Write out the material that follows word for word, omitting the pictures.

******************************

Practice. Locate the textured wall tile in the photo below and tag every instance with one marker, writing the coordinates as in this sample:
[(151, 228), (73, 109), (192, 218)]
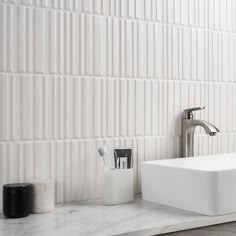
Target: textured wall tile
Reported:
[(78, 74)]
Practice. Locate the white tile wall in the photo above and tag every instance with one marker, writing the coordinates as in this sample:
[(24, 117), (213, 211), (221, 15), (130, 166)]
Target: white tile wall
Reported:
[(76, 74)]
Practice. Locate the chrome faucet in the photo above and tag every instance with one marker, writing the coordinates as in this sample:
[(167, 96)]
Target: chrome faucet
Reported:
[(188, 125)]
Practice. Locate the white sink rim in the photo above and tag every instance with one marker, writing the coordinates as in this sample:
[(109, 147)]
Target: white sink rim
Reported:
[(205, 184)]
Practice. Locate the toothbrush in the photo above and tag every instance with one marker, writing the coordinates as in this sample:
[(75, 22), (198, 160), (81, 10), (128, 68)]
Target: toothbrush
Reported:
[(102, 152)]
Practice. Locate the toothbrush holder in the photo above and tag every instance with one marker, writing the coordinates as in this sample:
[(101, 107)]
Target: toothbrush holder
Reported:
[(118, 186)]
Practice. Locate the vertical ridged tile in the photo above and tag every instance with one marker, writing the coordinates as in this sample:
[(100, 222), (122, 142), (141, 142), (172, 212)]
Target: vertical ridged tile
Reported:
[(97, 107), (88, 107), (110, 107), (69, 84), (97, 45), (38, 91), (116, 46), (39, 40), (155, 108), (123, 111), (142, 49), (104, 48), (76, 39), (139, 107), (148, 108), (150, 49), (27, 107), (131, 108), (158, 51)]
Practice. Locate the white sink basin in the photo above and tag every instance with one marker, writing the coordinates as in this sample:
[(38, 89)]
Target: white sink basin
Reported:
[(206, 184)]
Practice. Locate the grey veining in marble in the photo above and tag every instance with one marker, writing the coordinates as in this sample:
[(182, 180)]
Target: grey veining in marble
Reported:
[(92, 218)]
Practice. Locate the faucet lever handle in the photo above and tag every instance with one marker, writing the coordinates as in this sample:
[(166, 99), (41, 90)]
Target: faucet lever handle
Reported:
[(188, 113)]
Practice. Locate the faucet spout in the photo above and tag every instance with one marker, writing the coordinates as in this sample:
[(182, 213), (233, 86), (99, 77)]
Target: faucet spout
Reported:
[(208, 127), (188, 125)]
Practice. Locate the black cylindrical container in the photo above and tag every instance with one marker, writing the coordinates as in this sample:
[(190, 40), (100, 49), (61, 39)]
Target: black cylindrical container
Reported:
[(17, 200)]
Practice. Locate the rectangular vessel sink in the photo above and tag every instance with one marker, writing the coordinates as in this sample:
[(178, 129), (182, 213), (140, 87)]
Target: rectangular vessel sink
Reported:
[(205, 184)]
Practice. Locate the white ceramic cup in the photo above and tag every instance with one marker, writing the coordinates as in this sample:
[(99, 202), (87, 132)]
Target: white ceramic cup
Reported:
[(118, 186)]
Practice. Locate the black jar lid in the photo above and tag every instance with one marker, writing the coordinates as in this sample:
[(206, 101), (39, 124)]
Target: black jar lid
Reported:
[(17, 186)]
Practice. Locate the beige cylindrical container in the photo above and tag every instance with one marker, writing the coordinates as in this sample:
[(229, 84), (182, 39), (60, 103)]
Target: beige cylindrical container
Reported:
[(43, 196)]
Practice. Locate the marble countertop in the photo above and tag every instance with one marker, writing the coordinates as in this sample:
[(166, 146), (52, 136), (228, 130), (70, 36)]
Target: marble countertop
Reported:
[(92, 218)]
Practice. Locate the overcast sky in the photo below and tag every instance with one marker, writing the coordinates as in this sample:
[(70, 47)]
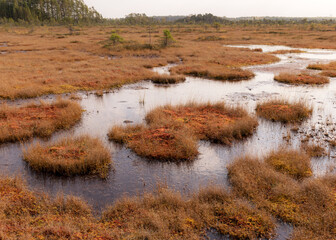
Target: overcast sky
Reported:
[(228, 8)]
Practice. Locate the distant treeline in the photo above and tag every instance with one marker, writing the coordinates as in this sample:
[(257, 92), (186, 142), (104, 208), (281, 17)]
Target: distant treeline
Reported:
[(203, 19), (76, 12), (47, 11)]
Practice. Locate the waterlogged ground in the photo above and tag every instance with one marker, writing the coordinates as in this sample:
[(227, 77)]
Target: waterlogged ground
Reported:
[(132, 175)]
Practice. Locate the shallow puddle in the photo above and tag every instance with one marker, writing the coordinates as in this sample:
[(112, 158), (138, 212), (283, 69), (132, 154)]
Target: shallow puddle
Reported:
[(132, 175)]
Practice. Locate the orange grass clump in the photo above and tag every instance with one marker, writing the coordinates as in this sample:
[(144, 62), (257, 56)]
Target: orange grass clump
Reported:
[(301, 79), (215, 72), (173, 131), (170, 143), (167, 79), (283, 111), (292, 162), (214, 122), (70, 156), (314, 150), (319, 66), (49, 60), (41, 120), (164, 214), (287, 51), (309, 205)]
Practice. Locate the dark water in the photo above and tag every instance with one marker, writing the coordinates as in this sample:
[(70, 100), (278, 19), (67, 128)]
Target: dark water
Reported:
[(132, 175)]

******************************

RIGHT ANSWER —
Practice. Locate the textured wall tile in the photo below and tag every instance with one marker, writing the coordinates as in this sample:
[(151, 228), (73, 109), (192, 218)]
Target: textured wall tile
Reported:
[(78, 74)]
Practice. Locate the white tile wall in the photo above and tag every instance with one marker, writing the coordinates as in this sample:
[(24, 117), (213, 211), (221, 15), (130, 166)]
Target: white tile wall
Reported:
[(76, 74)]
Practice. Locate the chrome faucet in the photo above and tag every instance with one marker, writing the coordinates as in this sample:
[(167, 96)]
Target: chrome faucet
Reported:
[(188, 125)]
Practice. Locate the white sink rim in the photo above and tag every instance with one marker, writing the coordinates as in this sample:
[(109, 147)]
Target: white sink rim
Reported:
[(205, 184)]
Practice. Locate the toothbrush in the photo above and tag every instance with one marker, writing the coordinates as in this sample:
[(75, 22), (198, 160), (81, 10), (128, 68)]
Target: toothbrush
Reported:
[(102, 152)]
Practice. Locate the toothbrush holder in the photo above and tag every instance with one marker, writing the coordinates as in this sample:
[(101, 107)]
Target: toothbrush holder
Reported:
[(118, 186)]
Practice. Locate the vertical ridged tile in the photo above and tag every instance with one marker, writing the coordinates as in this sample:
[(100, 222), (122, 142), (141, 142), (172, 212)]
Target: vertical ridged tile
Reported:
[(97, 107), (88, 107), (110, 107), (69, 84), (97, 45), (38, 91), (116, 46), (39, 40), (155, 108), (123, 111), (142, 49), (104, 48), (76, 39), (139, 107), (148, 108), (150, 49), (27, 107), (131, 108), (158, 51)]
Practice. Locate the white sink basin in the photo above and tag every instance with one marker, writing the coordinates as in this sample:
[(38, 89)]
Target: white sink basin
Reported:
[(206, 184)]
Practice. Locate the grey veining in marble in the photo above and tag every instance with one marker, writing the coordinates as in this sample:
[(182, 180)]
Target: grey veining in marble
Reported:
[(92, 218)]
Practice. Locate the faucet lever handle in the photo above and tag every instance with one marker, writing the coordinates as in this sample:
[(166, 99), (41, 90)]
Target: faucet lever handle
Reported:
[(188, 113)]
Practice. Locate the faucet spout in the photo above and tag every instance with one marker, writing the coordinates as in this sample:
[(182, 213), (233, 86), (99, 77)]
Target: faucet spout
Reported:
[(208, 127), (188, 125)]
Practice. Locate the black cylindrical container in the photo above and tag every instance with one marker, writing the coordinates as in this sample:
[(190, 40), (100, 49), (61, 39)]
Target: black cylindrical container
Reported:
[(17, 200)]
Practice. Locate the rectangular vessel sink in the photo above and tag every instance with one marker, writing the coordinates as in this sample:
[(178, 129), (182, 213), (140, 87)]
Target: rectangular vessel sink
Reported:
[(205, 184)]
Practice. Locate the white ceramic cup in the photo above and tag every instance with one marker, writing the coordinates as in this sample:
[(99, 202), (87, 132)]
Target: white ceramic cup
Reported:
[(118, 186)]
Practice. Locate the black jar lid in the photo above and tag every instance with one marker, writing the coordinates as in this sample:
[(206, 101), (39, 124)]
Target: black jar lid
Reported:
[(17, 186)]
Practice. Locate the beige cylindrical container in the photo above and tag every instance with one marker, writing the coordinates as in this sample:
[(229, 84), (182, 39), (60, 103)]
Target: beige cylindrical container
Reported:
[(43, 196)]
Practice. Locate the marble countertop in the photo above and tag every instance with one marker, writing the coordinates as in this sample:
[(166, 146), (52, 136), (228, 130), (70, 36)]
Target: marble countertop
Reported:
[(92, 218)]
Practice. Locate the overcast sky in the photo below and tag every instance with one marker, writing the coordinates as in this sample:
[(70, 47)]
Target: overcast sky
Reported:
[(228, 8)]
Practice. Locate the distant treeline in the photo above and tag every instance with one marker, writing the coordinates as in this sample:
[(257, 92), (186, 142), (104, 208), (281, 17)]
Target: distant treeline
Reported:
[(203, 19), (76, 12), (47, 11)]
Practice. Locate the waterlogged ground in the photo above and tag every instance with one marker, writing the coordinates as in this sample:
[(227, 77)]
Target: waterlogged ground
Reported:
[(132, 175)]
Practice. Locate the shallow puddle in the photo above and tag every instance with one marker, writing the coordinates as in this sample:
[(112, 158), (138, 212), (283, 69), (132, 154)]
Target: shallow puddle
Reported:
[(132, 175)]
Practice. Locate the orange grass clump in the photo above and tag every instance with one marker, writing the coordinates as in this sample:
[(144, 62), (257, 56)]
Target: orange grass clump
Reported:
[(301, 79), (215, 72), (173, 131), (170, 143), (167, 79), (283, 111), (292, 162), (214, 122), (70, 156), (314, 150), (319, 66), (49, 60), (41, 120), (164, 214), (287, 51), (309, 205)]
Practice. Locate the dark water in the photo above and tag every instance with one marker, writing the coordinates as in this sample:
[(70, 100), (278, 19), (67, 128)]
Target: dark water
Reported:
[(132, 175)]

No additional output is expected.